§ Makale

KORKUTAN SİSTEM
Ferruh SİDAR-
Venezuela’da yaşanan gelişmelere kafa yorarken, haftalar öncesinde; başkanlık tartışmalarının
alevlendiği günlerde, kimi uzmanların Başkanlık Sistemi’nin ABD’de hangi gerekçelerle başarılı
olduğunu dönüp dönüp -sabırla- anlattığı zamanları yeniden anımsadım. “Güney Amerika’da da
başarılı örnekleri var,” diyerek yönetim biçiminin yaygınlığını savunan bazı bilgi saptırıcı adamların da
doğal olarak sesi çınladı kulaklarımda.
Venezuela’da seyreden birtakım sorunların yanında Yüksek Mahkeme’nin 29 Mart’ta aldığı kararla
-muhalefetin çoğunlukta olduğu- Ulusal Meclis’in yetkilerini devraldığı yönündeki açıklaması
felaketlerin önünü açmış görünüyor. 7 Nisan’da Muhalefet Lideri Henrıque Capriles’e 15 yıl siyaset
yasağı getirilmesi, Savunma Bakanı V. Padrino’nun Devlet Başkanı Maduro’ya ordunun kayıtsız şartsız
bağlı olduğunu bildirmesi ve nisan sonuna doğru ölüm sayısının otuzu bulması yaşanan bunalımın
şimdiki satırbaşlarıdır.

§ Veriler
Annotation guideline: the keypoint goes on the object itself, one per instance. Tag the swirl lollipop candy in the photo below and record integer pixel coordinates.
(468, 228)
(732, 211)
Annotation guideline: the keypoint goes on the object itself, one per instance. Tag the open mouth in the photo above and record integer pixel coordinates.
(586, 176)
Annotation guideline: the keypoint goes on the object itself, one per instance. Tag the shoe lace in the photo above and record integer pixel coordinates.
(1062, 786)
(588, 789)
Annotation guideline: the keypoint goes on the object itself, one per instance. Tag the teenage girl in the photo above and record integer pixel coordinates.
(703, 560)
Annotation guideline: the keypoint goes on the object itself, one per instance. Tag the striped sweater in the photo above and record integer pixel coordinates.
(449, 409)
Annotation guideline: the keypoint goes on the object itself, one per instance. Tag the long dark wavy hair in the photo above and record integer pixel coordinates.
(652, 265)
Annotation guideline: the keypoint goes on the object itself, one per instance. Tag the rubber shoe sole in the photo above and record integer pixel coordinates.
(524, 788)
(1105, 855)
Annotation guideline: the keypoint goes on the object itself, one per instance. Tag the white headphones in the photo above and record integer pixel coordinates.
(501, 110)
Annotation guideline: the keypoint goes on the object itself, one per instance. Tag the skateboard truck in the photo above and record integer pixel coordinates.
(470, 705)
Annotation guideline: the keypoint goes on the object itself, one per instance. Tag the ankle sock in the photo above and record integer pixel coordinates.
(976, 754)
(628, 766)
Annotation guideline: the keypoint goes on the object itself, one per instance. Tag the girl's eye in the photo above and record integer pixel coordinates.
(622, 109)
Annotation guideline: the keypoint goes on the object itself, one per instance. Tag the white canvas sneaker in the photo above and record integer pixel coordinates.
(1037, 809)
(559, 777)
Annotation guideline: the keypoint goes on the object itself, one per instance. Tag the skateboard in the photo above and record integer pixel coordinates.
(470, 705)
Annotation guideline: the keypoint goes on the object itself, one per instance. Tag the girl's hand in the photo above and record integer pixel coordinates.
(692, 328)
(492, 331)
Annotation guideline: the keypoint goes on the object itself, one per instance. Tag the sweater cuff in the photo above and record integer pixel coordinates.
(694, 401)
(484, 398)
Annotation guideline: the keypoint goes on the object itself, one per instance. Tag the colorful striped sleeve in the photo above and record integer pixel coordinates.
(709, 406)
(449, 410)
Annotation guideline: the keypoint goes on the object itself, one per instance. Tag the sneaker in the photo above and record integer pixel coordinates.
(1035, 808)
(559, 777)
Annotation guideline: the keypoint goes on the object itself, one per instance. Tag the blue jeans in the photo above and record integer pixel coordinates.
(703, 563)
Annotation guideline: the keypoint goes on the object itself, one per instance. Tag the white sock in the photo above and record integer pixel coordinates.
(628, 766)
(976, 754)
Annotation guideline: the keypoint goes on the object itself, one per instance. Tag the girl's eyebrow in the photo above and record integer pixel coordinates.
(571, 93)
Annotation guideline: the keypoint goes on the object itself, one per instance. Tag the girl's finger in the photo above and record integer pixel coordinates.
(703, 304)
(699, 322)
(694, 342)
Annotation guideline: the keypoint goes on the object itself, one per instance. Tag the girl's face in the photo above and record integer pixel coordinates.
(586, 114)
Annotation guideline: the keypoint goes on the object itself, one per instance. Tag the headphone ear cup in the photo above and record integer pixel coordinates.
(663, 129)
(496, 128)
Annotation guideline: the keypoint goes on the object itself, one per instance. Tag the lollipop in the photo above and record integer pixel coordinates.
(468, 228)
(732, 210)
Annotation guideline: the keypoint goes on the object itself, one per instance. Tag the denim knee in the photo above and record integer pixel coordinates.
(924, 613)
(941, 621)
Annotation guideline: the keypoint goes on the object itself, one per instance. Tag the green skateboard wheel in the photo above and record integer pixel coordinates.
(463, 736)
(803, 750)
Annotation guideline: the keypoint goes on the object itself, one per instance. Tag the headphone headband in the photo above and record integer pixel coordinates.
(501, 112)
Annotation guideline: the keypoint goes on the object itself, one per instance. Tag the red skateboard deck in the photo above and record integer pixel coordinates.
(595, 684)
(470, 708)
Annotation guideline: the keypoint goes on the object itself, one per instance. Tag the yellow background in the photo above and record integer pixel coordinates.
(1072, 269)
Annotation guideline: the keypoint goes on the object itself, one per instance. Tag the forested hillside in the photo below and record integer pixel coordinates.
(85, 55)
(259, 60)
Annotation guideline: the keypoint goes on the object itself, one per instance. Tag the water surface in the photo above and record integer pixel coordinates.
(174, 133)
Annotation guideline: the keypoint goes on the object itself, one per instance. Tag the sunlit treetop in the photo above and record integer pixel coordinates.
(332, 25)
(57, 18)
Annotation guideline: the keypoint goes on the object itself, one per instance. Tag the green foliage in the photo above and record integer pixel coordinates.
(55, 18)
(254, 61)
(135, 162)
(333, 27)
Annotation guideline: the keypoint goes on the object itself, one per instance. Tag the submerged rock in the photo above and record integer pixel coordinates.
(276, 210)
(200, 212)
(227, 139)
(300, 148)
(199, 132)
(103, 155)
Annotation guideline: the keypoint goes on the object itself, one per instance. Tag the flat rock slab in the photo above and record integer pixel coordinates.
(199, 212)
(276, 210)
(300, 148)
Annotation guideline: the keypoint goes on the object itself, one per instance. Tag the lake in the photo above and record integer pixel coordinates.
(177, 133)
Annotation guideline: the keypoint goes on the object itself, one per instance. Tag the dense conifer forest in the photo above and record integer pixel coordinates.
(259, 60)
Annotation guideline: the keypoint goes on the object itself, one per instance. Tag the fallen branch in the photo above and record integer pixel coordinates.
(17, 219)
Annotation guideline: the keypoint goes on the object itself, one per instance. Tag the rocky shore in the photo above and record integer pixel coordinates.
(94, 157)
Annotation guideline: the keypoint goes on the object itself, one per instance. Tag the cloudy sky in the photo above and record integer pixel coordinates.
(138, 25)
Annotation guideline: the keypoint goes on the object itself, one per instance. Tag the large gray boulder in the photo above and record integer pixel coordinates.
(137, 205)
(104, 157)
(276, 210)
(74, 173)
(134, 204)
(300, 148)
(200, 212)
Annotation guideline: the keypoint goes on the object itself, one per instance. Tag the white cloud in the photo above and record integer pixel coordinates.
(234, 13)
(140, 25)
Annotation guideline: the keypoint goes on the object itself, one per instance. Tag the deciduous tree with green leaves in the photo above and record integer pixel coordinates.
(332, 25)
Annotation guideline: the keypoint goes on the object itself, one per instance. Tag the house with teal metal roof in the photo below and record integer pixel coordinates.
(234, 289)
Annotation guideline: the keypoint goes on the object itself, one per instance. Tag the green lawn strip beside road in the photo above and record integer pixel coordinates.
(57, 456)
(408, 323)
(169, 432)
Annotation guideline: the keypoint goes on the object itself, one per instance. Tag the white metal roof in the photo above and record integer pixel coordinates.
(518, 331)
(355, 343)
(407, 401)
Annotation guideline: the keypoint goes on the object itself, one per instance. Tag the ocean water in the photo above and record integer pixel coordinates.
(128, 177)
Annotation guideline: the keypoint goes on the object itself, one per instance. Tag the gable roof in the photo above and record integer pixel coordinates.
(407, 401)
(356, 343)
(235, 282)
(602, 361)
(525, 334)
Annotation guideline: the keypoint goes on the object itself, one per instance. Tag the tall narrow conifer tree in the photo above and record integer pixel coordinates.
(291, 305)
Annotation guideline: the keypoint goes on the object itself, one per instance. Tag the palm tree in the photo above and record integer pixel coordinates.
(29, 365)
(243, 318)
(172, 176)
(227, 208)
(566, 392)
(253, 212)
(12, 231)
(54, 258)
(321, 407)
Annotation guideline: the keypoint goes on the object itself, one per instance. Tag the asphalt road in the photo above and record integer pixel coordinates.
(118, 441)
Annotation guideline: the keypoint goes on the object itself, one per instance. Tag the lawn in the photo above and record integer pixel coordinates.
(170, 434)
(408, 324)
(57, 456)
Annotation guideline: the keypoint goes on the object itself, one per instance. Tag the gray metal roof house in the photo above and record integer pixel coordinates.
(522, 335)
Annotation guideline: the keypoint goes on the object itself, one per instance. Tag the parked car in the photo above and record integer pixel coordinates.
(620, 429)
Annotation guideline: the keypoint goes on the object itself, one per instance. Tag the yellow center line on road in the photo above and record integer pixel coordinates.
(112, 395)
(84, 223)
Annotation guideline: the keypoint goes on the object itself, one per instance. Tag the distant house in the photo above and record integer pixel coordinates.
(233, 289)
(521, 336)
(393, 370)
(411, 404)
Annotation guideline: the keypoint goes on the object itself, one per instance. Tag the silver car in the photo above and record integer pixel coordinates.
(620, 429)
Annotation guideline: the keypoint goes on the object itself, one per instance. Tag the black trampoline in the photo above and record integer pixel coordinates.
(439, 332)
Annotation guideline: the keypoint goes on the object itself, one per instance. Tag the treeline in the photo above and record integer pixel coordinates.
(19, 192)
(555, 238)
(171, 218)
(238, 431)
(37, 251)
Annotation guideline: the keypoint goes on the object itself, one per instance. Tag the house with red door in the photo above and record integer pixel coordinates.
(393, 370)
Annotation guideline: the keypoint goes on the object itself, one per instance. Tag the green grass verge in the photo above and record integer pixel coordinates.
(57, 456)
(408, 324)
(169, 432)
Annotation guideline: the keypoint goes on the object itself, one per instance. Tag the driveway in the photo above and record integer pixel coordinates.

§ Yönerge
Venezuela'daki bunalımı ve başkanlık sistemini ele alan makaleyi kaldığı yerden sürdürünüz. Kayıtlar başka bir kaynaktan alınmıştır.

§ Alıştırmanın Yanıtı
Devlet Başkanı Nicolas Maduro’nun verdiği, Amerikan Devletleri Örgütü’nden ayrılma talimatı da
ayrı bir konu. Simon Bolivar’ın hayaline eş değer bir Batı Yarımküre Birliği midir? Bilinmez. Fakat ADÖ
elçilerinin; Meksika, Brezilya, ABD ve diğer 13 ülkenin Venezuela’daki durumu ele almak için
yapacakları Olağanüstü Dışişleri Bakanları Toplantısı önem arz ediyor…
Yukarıdaki gelişme azınlık hükümeti durumunda kalan başkanların -tip modelde- genellikle yaşayıp
yaşatacağı bir gerçek. Uzmanların anlatımıyla; “ABD modelinde rastlanmayan; yasa gücünde
kararname yapma, kanun önerme, kanunları referanduma sunma, anayasa değişikliği önererek
– demokratik niteliği zayıf- halk oylamasına götürme gibi yetkileri vardır başkanların. Ve bu durum,
onların anayasal yetkilerini kullanarak meclisi işlevsiz hale getirmelerine olanak sağlıyor ister
istemez…”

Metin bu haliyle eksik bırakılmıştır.